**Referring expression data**
• • • • • • •

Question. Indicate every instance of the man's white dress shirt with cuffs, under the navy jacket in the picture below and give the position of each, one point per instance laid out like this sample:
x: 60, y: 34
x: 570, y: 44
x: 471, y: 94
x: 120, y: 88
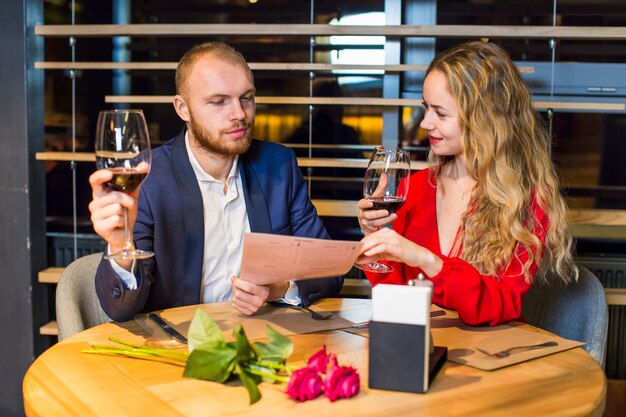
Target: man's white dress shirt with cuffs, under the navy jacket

• • • • • • •

Look through the entries above and find each line where the word "with" occurs; copy those lines.

**Answer for this exercise**
Question. Indicate every instance of the man's white dress shirt with cuffs, under the navy jacket in the picture below and give the position of each, one point per instance laid out like this sample:
Target: man's white dress shirt with cuffs, under the navy jacket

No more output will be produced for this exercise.